#### Aim:
Pick out every line of the data below that contains the word "blue", matching its case exactly, and copy those lines.

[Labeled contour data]

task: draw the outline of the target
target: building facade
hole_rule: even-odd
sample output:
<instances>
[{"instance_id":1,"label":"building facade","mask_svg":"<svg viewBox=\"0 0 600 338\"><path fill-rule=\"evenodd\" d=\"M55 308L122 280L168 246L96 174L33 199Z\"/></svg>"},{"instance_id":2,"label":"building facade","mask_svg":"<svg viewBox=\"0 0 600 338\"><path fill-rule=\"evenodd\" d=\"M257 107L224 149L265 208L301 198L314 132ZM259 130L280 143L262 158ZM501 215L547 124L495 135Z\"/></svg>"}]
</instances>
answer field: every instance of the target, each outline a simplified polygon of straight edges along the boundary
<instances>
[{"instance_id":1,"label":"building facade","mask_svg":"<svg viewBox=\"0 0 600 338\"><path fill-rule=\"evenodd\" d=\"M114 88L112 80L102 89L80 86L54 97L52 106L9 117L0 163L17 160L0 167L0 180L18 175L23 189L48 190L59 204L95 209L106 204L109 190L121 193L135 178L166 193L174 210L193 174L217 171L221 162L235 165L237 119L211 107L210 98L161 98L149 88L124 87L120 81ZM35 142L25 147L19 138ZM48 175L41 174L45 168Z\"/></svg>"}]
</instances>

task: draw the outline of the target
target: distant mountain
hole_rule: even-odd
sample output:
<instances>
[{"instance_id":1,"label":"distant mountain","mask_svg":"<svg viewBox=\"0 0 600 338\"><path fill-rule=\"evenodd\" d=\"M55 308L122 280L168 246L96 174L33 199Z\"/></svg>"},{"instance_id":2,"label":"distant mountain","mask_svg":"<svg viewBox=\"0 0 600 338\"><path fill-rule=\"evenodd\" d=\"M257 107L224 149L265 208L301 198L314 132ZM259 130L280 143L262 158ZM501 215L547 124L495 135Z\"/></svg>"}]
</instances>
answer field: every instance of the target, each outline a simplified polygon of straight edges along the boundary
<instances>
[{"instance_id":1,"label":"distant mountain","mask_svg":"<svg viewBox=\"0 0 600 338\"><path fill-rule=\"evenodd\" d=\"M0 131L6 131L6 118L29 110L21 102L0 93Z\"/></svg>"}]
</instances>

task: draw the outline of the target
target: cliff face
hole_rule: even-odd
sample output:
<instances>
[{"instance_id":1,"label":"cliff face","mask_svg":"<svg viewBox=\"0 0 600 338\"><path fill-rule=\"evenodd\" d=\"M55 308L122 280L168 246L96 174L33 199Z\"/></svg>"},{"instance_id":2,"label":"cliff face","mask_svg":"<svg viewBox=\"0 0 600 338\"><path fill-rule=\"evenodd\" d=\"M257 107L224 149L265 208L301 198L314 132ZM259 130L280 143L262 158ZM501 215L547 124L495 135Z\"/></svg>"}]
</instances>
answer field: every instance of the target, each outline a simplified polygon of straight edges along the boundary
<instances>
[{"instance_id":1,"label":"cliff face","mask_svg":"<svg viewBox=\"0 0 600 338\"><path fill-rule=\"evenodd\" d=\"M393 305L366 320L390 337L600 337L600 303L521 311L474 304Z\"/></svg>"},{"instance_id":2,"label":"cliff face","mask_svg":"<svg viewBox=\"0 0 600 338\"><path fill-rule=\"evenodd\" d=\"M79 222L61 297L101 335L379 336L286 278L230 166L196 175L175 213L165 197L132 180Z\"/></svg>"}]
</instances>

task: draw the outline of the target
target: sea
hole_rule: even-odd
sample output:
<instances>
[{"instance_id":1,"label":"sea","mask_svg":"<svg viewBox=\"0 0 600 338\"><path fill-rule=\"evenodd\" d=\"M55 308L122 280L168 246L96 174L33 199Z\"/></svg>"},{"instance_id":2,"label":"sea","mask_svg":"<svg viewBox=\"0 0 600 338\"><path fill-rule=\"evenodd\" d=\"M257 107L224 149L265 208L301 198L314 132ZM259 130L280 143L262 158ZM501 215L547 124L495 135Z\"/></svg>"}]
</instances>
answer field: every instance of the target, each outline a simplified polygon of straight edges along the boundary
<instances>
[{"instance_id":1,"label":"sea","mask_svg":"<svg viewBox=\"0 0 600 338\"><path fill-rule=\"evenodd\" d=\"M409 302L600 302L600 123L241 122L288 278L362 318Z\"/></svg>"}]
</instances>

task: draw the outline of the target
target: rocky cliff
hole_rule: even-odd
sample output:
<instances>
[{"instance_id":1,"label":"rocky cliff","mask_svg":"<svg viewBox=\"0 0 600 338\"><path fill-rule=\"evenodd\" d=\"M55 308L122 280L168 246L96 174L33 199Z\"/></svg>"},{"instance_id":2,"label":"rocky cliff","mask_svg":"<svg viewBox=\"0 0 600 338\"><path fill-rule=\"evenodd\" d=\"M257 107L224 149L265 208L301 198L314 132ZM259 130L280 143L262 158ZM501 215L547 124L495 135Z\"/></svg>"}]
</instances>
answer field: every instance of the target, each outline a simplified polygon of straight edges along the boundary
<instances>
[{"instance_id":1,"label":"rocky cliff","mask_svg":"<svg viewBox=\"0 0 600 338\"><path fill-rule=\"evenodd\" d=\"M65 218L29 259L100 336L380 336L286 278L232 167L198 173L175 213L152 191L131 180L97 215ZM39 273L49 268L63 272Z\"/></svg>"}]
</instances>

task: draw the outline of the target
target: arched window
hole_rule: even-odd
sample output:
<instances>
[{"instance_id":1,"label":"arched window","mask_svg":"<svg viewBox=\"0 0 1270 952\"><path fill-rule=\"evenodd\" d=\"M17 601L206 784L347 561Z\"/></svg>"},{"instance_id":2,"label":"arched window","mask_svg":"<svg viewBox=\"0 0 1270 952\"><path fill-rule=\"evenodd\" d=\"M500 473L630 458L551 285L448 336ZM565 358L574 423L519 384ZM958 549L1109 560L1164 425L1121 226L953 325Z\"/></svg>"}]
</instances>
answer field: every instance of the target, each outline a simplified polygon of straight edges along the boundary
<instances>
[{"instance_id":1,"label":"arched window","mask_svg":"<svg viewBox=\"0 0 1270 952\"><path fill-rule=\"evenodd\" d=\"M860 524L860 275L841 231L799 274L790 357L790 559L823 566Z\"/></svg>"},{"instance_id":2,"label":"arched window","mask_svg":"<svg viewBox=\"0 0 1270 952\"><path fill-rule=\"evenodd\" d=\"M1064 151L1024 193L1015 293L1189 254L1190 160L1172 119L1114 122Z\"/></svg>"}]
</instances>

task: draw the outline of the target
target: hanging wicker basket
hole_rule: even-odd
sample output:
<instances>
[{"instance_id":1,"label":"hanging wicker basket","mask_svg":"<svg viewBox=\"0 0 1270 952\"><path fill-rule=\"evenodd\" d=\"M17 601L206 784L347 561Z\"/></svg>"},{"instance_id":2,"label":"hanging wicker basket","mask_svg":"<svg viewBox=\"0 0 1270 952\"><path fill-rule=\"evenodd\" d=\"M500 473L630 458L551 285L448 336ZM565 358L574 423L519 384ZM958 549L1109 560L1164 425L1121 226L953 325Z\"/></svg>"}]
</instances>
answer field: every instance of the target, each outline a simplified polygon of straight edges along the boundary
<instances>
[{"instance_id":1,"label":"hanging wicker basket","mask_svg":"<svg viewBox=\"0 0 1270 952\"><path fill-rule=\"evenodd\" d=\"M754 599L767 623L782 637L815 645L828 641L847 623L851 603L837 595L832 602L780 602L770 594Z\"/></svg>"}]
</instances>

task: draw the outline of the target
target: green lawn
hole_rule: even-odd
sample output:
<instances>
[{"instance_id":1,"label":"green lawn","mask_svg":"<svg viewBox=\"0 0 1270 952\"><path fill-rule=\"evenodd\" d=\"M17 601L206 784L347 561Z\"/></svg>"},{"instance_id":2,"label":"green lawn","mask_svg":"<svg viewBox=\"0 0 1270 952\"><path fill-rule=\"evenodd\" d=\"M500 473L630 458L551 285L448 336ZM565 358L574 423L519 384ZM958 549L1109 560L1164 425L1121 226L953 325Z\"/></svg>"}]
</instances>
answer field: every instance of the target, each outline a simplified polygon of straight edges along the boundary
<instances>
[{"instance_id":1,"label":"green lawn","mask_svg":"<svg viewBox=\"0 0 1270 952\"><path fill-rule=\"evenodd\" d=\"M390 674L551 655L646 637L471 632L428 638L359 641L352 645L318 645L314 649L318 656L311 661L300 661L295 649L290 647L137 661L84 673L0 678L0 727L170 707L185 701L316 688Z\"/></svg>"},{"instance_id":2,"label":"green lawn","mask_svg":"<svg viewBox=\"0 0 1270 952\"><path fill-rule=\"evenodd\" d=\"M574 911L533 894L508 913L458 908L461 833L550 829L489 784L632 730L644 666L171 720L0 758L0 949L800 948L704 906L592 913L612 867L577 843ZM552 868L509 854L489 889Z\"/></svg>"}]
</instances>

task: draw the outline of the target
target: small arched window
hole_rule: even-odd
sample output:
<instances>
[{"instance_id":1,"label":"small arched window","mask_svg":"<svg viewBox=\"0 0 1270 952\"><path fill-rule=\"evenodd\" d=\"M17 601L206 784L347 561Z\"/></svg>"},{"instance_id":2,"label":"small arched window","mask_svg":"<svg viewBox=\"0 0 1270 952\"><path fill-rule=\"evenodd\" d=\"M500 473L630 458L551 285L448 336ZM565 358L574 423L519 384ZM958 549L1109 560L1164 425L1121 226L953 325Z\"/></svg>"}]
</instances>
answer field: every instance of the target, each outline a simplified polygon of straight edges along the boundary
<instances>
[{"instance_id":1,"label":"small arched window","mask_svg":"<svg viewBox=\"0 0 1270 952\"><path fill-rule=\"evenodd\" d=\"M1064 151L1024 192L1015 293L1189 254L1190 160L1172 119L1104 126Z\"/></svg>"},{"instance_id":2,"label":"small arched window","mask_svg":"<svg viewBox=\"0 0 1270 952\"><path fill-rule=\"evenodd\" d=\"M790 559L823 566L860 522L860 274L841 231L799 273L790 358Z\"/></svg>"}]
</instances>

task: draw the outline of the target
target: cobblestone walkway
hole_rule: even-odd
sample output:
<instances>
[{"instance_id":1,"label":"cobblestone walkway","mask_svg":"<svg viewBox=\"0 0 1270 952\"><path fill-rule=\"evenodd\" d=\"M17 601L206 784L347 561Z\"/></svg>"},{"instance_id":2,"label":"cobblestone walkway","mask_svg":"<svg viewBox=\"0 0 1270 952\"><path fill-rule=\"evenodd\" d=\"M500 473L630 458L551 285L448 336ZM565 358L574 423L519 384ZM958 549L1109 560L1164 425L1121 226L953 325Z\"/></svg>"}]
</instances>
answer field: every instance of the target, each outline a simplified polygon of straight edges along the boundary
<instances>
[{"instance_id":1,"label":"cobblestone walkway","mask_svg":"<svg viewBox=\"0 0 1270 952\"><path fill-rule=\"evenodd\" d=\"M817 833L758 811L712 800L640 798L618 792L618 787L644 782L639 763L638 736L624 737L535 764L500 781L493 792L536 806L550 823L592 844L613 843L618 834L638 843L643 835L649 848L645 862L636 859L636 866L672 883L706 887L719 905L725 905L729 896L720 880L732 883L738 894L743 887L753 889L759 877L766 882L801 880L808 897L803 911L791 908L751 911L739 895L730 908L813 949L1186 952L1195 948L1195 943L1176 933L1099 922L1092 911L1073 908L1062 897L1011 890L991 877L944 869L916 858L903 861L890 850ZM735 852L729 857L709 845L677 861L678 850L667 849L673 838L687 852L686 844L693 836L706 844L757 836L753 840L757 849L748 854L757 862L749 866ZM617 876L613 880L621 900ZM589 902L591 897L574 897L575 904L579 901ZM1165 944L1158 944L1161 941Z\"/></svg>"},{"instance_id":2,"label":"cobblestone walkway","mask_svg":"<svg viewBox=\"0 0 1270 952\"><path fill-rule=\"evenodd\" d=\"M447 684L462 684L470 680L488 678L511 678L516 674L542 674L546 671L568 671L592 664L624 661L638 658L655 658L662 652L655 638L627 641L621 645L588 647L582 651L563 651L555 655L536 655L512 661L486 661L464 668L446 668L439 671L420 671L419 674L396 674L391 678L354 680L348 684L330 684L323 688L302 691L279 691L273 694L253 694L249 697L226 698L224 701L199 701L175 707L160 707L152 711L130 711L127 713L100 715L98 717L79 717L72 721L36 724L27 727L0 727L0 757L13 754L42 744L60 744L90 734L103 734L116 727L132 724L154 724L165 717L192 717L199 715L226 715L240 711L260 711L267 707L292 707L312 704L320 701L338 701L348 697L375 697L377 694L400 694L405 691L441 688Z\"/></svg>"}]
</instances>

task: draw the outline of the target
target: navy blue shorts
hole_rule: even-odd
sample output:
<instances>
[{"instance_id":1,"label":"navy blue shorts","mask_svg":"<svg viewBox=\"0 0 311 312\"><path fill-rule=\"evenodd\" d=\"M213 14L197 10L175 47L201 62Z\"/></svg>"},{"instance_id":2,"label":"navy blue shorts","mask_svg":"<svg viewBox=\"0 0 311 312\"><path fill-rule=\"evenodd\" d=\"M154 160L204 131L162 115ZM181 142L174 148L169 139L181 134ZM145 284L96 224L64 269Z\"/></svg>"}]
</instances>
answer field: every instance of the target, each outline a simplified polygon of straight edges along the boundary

#### Written solution:
target: navy blue shorts
[{"instance_id":1,"label":"navy blue shorts","mask_svg":"<svg viewBox=\"0 0 311 312\"><path fill-rule=\"evenodd\" d=\"M213 14L197 10L175 47L201 62Z\"/></svg>"},{"instance_id":2,"label":"navy blue shorts","mask_svg":"<svg viewBox=\"0 0 311 312\"><path fill-rule=\"evenodd\" d=\"M154 160L204 131L162 115ZM181 142L174 148L169 139L181 134ZM145 284L96 224L64 269Z\"/></svg>"}]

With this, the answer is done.